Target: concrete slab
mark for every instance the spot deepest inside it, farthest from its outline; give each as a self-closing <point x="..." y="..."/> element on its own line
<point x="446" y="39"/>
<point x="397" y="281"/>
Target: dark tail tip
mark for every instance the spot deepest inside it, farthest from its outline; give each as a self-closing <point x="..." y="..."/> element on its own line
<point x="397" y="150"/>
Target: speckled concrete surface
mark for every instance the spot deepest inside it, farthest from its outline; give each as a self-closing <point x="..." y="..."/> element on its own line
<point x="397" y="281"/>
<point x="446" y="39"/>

- - - - - - -

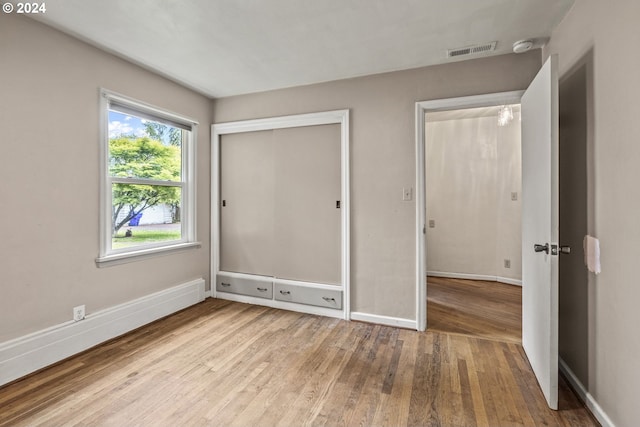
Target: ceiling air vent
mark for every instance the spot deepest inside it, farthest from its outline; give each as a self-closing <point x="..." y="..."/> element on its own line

- - - - - - -

SHORT PROBLEM -
Tally the lines in the entries above that contain the string "Target". Reply with only the number.

ANSWER FOR THE TASK -
4